— START OF EXCERPTED RECORDS —

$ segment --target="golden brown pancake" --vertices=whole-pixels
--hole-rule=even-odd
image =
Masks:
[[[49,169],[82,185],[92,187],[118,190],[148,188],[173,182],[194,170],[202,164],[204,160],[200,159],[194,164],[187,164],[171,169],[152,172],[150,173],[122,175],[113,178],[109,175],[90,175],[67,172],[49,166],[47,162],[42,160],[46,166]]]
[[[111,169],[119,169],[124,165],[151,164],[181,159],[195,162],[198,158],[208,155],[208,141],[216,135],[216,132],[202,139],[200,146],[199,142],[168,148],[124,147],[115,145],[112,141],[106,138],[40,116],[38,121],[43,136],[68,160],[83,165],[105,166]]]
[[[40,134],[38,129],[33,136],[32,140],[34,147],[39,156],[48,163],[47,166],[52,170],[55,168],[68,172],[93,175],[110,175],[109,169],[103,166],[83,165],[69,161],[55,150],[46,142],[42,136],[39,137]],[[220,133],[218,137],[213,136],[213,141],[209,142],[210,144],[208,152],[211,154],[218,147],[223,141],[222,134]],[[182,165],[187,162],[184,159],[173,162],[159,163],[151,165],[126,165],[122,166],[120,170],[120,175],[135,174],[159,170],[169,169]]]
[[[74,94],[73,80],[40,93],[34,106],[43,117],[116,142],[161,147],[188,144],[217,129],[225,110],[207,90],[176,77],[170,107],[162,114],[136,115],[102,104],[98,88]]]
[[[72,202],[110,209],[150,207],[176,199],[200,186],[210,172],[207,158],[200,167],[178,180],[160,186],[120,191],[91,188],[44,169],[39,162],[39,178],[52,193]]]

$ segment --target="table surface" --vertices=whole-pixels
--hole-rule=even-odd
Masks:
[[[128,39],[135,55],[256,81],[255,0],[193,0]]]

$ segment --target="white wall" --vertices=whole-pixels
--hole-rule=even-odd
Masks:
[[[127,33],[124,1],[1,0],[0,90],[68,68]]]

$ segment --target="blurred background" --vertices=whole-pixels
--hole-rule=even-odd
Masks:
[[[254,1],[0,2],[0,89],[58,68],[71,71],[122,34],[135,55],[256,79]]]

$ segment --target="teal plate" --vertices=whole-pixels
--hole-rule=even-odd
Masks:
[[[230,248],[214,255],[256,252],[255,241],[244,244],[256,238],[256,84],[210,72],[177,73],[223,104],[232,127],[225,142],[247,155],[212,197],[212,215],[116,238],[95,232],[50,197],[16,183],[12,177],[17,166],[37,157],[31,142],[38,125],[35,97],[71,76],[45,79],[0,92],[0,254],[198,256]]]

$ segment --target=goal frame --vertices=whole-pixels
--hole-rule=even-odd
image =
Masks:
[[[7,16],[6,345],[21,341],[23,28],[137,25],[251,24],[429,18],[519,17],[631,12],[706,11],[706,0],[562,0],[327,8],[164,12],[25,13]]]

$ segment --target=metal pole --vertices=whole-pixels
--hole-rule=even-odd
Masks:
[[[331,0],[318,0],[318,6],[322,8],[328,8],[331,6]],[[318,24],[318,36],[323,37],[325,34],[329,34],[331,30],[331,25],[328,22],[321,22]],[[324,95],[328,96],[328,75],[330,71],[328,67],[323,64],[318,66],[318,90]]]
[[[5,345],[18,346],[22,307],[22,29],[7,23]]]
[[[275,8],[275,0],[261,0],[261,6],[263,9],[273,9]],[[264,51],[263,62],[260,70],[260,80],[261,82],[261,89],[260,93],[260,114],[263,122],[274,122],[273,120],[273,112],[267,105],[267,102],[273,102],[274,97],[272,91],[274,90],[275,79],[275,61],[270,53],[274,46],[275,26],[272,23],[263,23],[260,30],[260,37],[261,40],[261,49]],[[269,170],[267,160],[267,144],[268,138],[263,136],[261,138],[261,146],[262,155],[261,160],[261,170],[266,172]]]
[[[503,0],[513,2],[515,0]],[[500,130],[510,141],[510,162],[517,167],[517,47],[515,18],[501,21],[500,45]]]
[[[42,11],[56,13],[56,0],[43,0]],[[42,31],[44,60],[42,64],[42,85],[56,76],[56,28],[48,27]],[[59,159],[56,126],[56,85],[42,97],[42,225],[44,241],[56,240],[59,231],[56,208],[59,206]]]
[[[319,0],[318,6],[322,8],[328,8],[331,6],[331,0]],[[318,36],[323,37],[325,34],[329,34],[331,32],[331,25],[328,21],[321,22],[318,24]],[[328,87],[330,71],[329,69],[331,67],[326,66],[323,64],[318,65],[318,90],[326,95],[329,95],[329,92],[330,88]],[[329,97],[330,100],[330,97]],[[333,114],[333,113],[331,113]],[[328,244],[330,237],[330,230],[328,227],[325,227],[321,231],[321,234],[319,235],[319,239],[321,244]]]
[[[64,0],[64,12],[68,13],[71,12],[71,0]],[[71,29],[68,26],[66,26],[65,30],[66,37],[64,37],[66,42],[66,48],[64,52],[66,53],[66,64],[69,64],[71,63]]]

— END OF EXCERPTED RECORDS —

WHAT TO DO: Copy out every entry above verbatim, from the first line through the last coordinate list.

RESPONSE TO THIS EXERCISE:
$ segment --target="golden brown pancake" --vertices=whole-pixels
--hole-rule=even-odd
image =
Masks:
[[[49,169],[82,185],[92,187],[118,190],[148,188],[173,182],[194,170],[202,164],[204,160],[200,159],[194,164],[187,164],[171,169],[152,172],[150,173],[122,175],[113,178],[109,175],[90,175],[67,172],[49,166],[47,162],[42,160],[46,166]]]
[[[111,169],[119,169],[124,165],[151,164],[181,159],[195,162],[198,158],[208,155],[208,141],[216,135],[216,132],[202,139],[200,146],[199,142],[168,148],[124,147],[115,145],[112,141],[106,138],[40,116],[38,121],[43,136],[68,160],[83,165],[105,166]]]
[[[40,134],[38,129],[33,136],[32,140],[34,147],[39,156],[48,163],[47,166],[52,170],[55,168],[68,172],[93,175],[110,175],[109,169],[103,166],[83,165],[69,161],[55,150],[46,142],[42,136],[39,137]],[[220,133],[218,137],[213,136],[213,141],[209,142],[210,144],[208,152],[211,154],[218,147],[223,141],[222,134]],[[182,165],[187,162],[184,159],[173,162],[159,163],[151,165],[126,165],[122,166],[120,170],[120,175],[135,174],[159,170],[169,169]]]
[[[74,94],[73,80],[40,93],[34,106],[43,117],[116,142],[161,147],[188,144],[217,129],[225,110],[207,90],[176,77],[170,107],[162,114],[136,115],[102,104],[98,88]]]
[[[72,202],[110,209],[150,207],[176,199],[200,186],[210,172],[207,158],[200,167],[178,180],[160,186],[120,191],[91,188],[44,169],[39,162],[39,178],[52,193]]]

$ segment --target="table surface" --vertices=whole-pixels
--hole-rule=even-odd
Masks:
[[[128,39],[135,55],[256,81],[255,0],[193,0]]]

$ segment --target="white wall" --vertices=whole-pixels
--hole-rule=even-odd
Masks:
[[[127,33],[124,1],[1,0],[0,90],[68,68]]]

$ segment --target="blurred background" --vertices=whole-pixels
--hole-rule=even-odd
Masks:
[[[254,1],[0,2],[0,89],[58,68],[71,71],[122,34],[135,55],[256,79]]]

$ segment --target="teal plate" --vertices=whole-pixels
--hole-rule=even-odd
Masks:
[[[230,248],[214,255],[256,252],[255,241],[244,244],[256,238],[256,84],[210,72],[177,73],[223,104],[232,127],[225,142],[247,155],[212,197],[212,215],[116,238],[95,232],[50,197],[16,183],[12,177],[17,166],[37,157],[31,142],[38,125],[35,97],[71,76],[45,79],[0,92],[0,254],[198,256]]]

$ segment --target=goal frame --vertices=whole-pixels
--hole-rule=even-odd
image =
Masks:
[[[7,16],[6,345],[21,341],[23,28],[137,25],[251,24],[429,18],[519,17],[631,12],[706,11],[706,0],[562,0],[327,8],[164,12],[25,13]]]

$ segment --target=metal pole --vertices=whole-pixels
--hole-rule=even-odd
Masks:
[[[331,0],[318,0],[318,6],[322,8],[328,8],[331,6]],[[318,24],[318,36],[323,37],[325,34],[329,34],[331,30],[331,25],[328,22],[321,22]],[[324,95],[328,96],[328,75],[330,71],[328,67],[323,64],[318,66],[318,90]]]
[[[5,345],[18,346],[22,307],[22,29],[7,23]]]
[[[275,8],[275,0],[261,0],[261,6],[263,9],[273,9]],[[264,51],[263,62],[260,70],[260,80],[261,82],[261,89],[260,93],[260,114],[263,122],[274,122],[273,120],[273,112],[267,105],[267,102],[273,102],[274,97],[272,91],[274,90],[275,79],[275,61],[270,53],[274,46],[275,26],[272,23],[263,23],[260,30],[260,37],[261,40],[261,49]],[[269,170],[267,160],[267,144],[268,138],[263,136],[261,138],[261,146],[262,155],[261,160],[261,170],[266,172]]]
[[[503,0],[513,2],[515,0]],[[500,130],[510,141],[510,162],[517,167],[517,47],[515,18],[501,21],[500,45]]]
[[[42,11],[56,13],[56,0],[43,0]],[[42,31],[44,60],[42,64],[42,85],[56,76],[56,28],[48,27]],[[59,159],[56,126],[56,85],[42,97],[42,225],[44,241],[56,240],[59,231],[56,208],[59,206]]]
[[[319,0],[318,6],[322,8],[328,8],[331,6],[331,0]],[[318,36],[323,37],[325,34],[329,34],[331,32],[331,25],[328,21],[321,22],[318,24]],[[328,87],[330,71],[329,69],[331,67],[326,66],[323,64],[318,65],[318,90],[326,95],[329,95],[329,92],[330,88]],[[329,97],[330,100],[330,97]],[[333,114],[333,113],[331,113]],[[328,244],[330,237],[330,230],[328,227],[325,227],[321,231],[321,234],[319,235],[319,239],[321,244]]]
[[[64,0],[64,12],[68,13],[71,12],[71,0]],[[71,29],[68,26],[66,26],[65,30],[66,37],[64,37],[66,42],[66,48],[64,52],[66,53],[66,64],[69,64],[71,63]]]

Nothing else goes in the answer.